- Questions to answer -
[1] According to the soft drink tax text, how much is spent each year fighting obesity in the U.S.?
[2] Do these statements agree with the soft drink tax text? Answer yes or no for each, and quote the deciding words. (a) The CSPI is an advocacy group. (b) The Tax Calculator shows how much revenue a 5 cent tax could raise. (c) A soda tax would solve the problem of obesity.
[3] What are all the amounts of money mentioned in the soft drink tax text?

- Text block -

A National Soft Drink Tax?Soft drinks are “liquid candy” that provide no known nutritional benefit to the people who consume them, according to the Center for Science in the Public Interest (CSPI), an advocacy group.  The epidemic of obesity that has swept the United States in the past 25 years, especially among children, is in part due to soft drinks.  All restaurants serve a variety of sodas as a staple on the menu.  Now the CSPI is calling for a national tax on all soft drinks, similar to the so-called “sin taxes” on alcohol and tobacco.

The CSPI has even set up a Liquid Candy Tax Calculator that allows you to see how much revenue even a 1 cent tax could raise for government health programs.  According to the Tax Calculator, $95 billion is spent annually battling obesity in the U.S.  While a soda tax may not solve the problem of obesity, it might at least make people think twice about buying soda on a regular basis and can raise millions, if not billions, of dollars for the cash-strapped federal government.

- Data block -
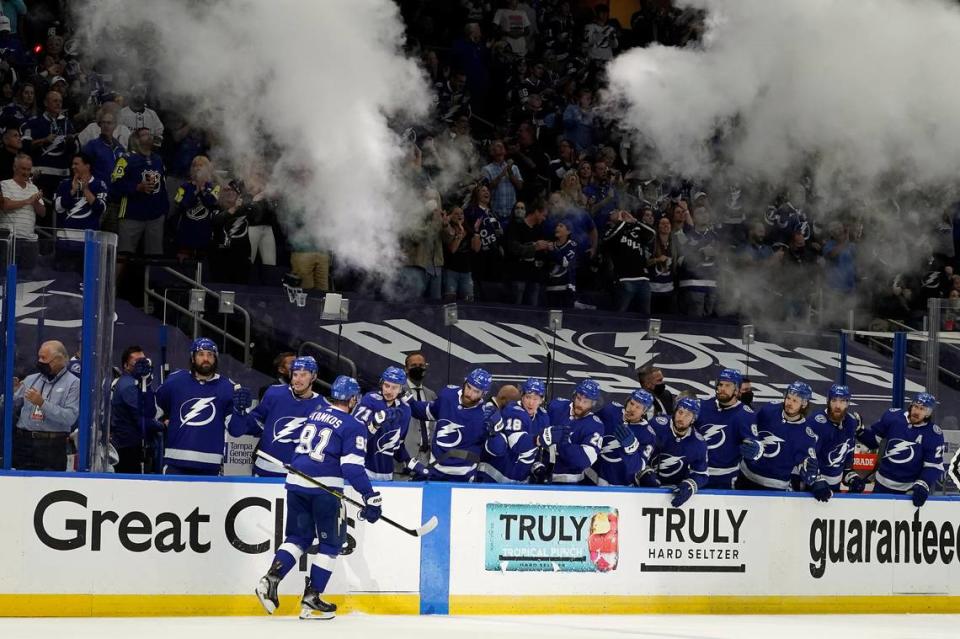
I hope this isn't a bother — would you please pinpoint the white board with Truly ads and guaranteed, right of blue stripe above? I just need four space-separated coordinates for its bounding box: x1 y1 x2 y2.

- Completed exercise -
[1] $95 billion, according to the Tax Calculator.

[2]
(a) Yes: "the Center for Science in the Public Interest (CSPI), an advocacy group."
(b) No: "how much revenue even a 1 cent tax could raise for government health programs."
(c) No: "While a soda tax may not solve the problem of obesity."

[3]
1 cent
$95 billion
millions of dollars
billions of dollars